### Stated problem A:
In the thread on converting integers to bytes in Python, which format character does struct.pack use for a 4-byte unsigned integer?
### Stated problem B:
Arrange the eight rows of Block 1 below as a Markdown table with the columns No. and Content, where No. holds the row number. Leave out any blank rows.
====== Source ======
The struct module was specifically provided for converting between various types and their binary representation as a sequence of bytes. The conversion from a type to bytes is done with struct.pack. There's a format parameter fmt that determines which conversion it should perform. For a 4-byte integer, that would be i for signed numbers or I for unsigned numbers. For more possibilities see the format character table, and see the byte order, size, and alignment table for options when the output is more than a single byte.
import struct
s = struct.pack('<i', 5) # b'\x05\x00\x00\x00'
You can use the struct's pack:
In [11]: struct.pack(">I", 1)
Out[11]: '\x00\x00\x00\x01'
The ">" is the byte-order (big-endian) and the "I" is the format character. So you can be specific if you want to do something else:
In [12]: struct.pack("<H", 1)
Out[12]: '\x01\x00'
In [13]: struct.pack("B", 1)
Out[13]: '\x01'
This works the same on both python 2 and python 3.
Note: the inverse operation (bytes to int) can be done with unpack.
I have found the only reliable, portable method to be
bytes(bytearray([n]))
Just bytes([n]) does not work in python 2. Taking the scenic route through bytearray seems like the only reasonable solution.
Converting an int to a byte in Python 3:
n = 5
bytes( [n] )
====== Data provided ======
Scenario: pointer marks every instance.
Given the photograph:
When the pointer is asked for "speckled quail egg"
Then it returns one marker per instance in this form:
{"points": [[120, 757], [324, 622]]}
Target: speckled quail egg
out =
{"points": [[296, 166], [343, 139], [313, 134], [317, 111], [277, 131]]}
======
### Task result A:
I

### Task result B:
| No. | Content |
|---|---|
| 1 | Scenario: pointer marks every instance. |
| 2 | Given the photograph: |
| 3 | When the pointer is asked for "speckled quail egg" |
| 4 | Then it returns one marker per instance in this form: |
| 5 | {"points": [[120, 757], [324, 622]]} |
| 6 | Target: speckled quail egg |
| 7 | out = |
| 8 | {"points": [[296, 166], [343, 139], [313, 134], [317, 111], [277, 131]]} |